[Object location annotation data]
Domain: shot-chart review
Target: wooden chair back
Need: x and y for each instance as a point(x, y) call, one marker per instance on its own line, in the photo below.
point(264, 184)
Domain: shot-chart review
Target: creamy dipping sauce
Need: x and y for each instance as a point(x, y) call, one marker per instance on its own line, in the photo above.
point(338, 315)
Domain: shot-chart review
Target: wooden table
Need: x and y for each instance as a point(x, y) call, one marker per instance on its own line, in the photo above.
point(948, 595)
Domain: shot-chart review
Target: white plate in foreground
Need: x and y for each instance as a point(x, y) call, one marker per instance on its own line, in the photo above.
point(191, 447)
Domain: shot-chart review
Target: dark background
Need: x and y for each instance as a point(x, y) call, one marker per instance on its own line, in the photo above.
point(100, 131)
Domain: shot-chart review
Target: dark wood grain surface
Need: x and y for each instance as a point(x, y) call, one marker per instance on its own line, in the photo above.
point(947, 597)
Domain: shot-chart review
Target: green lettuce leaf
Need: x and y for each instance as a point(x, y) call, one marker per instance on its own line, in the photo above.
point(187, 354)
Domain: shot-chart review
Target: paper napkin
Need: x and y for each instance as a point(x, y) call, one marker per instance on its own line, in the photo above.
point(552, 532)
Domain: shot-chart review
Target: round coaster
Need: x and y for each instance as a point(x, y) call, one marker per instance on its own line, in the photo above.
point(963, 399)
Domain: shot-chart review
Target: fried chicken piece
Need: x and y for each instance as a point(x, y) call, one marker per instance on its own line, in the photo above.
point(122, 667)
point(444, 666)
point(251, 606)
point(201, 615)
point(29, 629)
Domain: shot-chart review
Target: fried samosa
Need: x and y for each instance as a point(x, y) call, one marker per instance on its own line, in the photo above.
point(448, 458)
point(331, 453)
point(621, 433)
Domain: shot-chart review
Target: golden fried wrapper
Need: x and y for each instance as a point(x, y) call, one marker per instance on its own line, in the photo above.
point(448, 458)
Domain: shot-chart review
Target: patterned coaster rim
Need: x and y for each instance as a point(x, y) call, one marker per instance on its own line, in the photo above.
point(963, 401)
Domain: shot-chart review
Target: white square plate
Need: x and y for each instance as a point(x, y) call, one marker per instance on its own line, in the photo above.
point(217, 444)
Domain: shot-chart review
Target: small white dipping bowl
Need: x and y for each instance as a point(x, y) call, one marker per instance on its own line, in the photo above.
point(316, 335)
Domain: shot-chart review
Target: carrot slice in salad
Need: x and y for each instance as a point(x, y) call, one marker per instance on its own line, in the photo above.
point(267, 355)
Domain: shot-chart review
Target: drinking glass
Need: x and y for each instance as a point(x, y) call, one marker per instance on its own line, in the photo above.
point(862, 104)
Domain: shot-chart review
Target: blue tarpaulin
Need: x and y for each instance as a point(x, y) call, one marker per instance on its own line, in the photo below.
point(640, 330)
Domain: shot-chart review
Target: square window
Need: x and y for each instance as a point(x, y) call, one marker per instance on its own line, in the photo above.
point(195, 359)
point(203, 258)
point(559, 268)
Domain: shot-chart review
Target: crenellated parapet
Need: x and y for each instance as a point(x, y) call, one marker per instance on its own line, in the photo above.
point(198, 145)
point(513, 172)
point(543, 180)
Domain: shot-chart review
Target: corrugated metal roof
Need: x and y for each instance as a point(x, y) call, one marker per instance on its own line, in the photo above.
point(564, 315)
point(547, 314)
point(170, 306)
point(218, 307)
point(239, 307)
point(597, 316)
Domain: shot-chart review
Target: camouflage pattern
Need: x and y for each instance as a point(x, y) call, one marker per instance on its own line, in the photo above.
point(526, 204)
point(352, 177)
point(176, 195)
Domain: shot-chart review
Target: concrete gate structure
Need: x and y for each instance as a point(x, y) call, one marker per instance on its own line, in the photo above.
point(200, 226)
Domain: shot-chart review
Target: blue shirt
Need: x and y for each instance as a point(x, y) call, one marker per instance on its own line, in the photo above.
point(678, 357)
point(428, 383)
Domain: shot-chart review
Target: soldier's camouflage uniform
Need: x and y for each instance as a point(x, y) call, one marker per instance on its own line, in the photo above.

Set exercise: Repeat the material from above exactly, word for word.

Finished answer:
Domain: shot-chart review
Target: wooden chair back
Need: x and y for each instance as a point(x, y) call, one marker per instance on its own line, in the photo below.
point(264, 184)
Domain: shot-chart review
Target: creamy dipping sauce
Need: x and y for each instance as a point(x, y) call, one marker per instance on its own line, in the photo above.
point(338, 315)
Domain: shot-chart review
Target: wooden table
Need: x and y for each instance as a point(x, y) call, one marker per instance on its own line, in the photo above.
point(948, 595)
Domain: shot-chart review
Target: white plate in foreground
Need: x and y for each instance as a point(x, y) call, one marker per instance on its own line, in the photo above.
point(191, 447)
Domain: shot-chart review
Target: dark background
Need: x and y for each instance as a point(x, y) call, one marker per instance on its own line, in the photo above.
point(100, 131)
Domain: shot-chart review
Target: dark wood grain surface
Need: x and y for each instance as a point(x, y) call, one marker per instance on its own line, in the photo above.
point(947, 597)
Domain: shot-chart review
Target: green lettuce leaf
Need: x and y for each instance as a point(x, y) call, one marker per instance on its own line, in the photo above.
point(187, 354)
Domain: shot-chart review
Target: paper napkin
Need: x and y for each instance as a point(x, y) call, one marker per instance on its own line, in the photo above.
point(552, 532)
Domain: shot-chart review
Target: round coaster
Need: x and y for each instance as a point(x, y) call, one marker per instance on its own line, in the photo above.
point(963, 399)
Domain: shot-chart review
Target: fried chicken piece
Need: x and y for each instance as a point(x, y) call, one marker per instance on its own line, in the photo above.
point(122, 667)
point(444, 666)
point(251, 606)
point(201, 615)
point(29, 629)
Domain: shot-chart review
Target: fried samosa
Need: x and y for each instance as a point(x, y) call, one marker per instance on its own line, in the photo above.
point(448, 458)
point(331, 453)
point(621, 433)
Domain: shot-chart review
Target: golden fried wrapper
Need: x and y for each instance as a point(x, y) call, one marker per instance on its own line, in the photo above.
point(448, 458)
Domain: shot-chart review
Target: patterned coaster rim
Need: x and y for each instance as a point(x, y) call, one marker per instance on its own line, in the photo above.
point(963, 401)
Domain: shot-chart review
Target: white square plate
Need: x and y for each instance as a point(x, y) call, one marker per instance on its own line, in the photo above.
point(217, 444)
Domain: shot-chart review
Target: small white dipping bowl
Need: x and y for each instance as a point(x, y) call, one marker per instance on its own line, in the photo above.
point(316, 335)
Domain: shot-chart review
Target: carrot slice in salad
Need: x and y for each instance as a point(x, y) call, one marker per instance on its own line, in the photo above.
point(267, 355)
Domain: shot-chart review
Target: drinking glass
Need: x and y for each instance as a point(x, y) call, one marker per instance on its own line, in the photo above.
point(862, 104)
Domain: shot-chart review
Target: blue tarpaulin
Need: x and y for each instance as a point(x, y) call, one marker per instance on its own line, in the photo below.
point(640, 330)
Domain: shot-chart review
Target: square window
Need: x and y for each instance as a point(x, y) call, one marker per instance on its own line, in the photo above.
point(195, 359)
point(203, 258)
point(559, 268)
Domain: shot-chart review
Target: crenellated parapet
Need: x and y for each instance as a point(x, y) call, one marker per instance on its own line, in the photo above.
point(198, 145)
point(513, 172)
point(543, 180)
Domain: shot-chart review
Target: corrugated metal roof
Need: x and y for each instance as a point(x, y) call, one marker per instance on its own line, in the photo above.
point(564, 315)
point(547, 314)
point(170, 306)
point(218, 307)
point(239, 307)
point(597, 316)
Domain: shot-chart review
Target: camouflage pattern
Need: x and y for each instance as a point(x, y) call, one marker per instance on its own line, in the photo above.
point(526, 204)
point(352, 177)
point(176, 195)
Domain: shot-chart review
Target: concrete gate structure
Need: x and y for each instance as a point(x, y) call, one marker per instance on its own line, in the photo above.
point(200, 226)
Domain: shot-chart review
Target: blue shirt
Need: x and y for each instance as a point(x, y) call, one marker per instance on its own line, in the photo above.
point(678, 357)
point(428, 383)
Domain: shot-chart review
Target: soldier's camouflage uniform
Need: x and y for each instance as a point(x, y) call, one marker per instance on its own line, in the photo above.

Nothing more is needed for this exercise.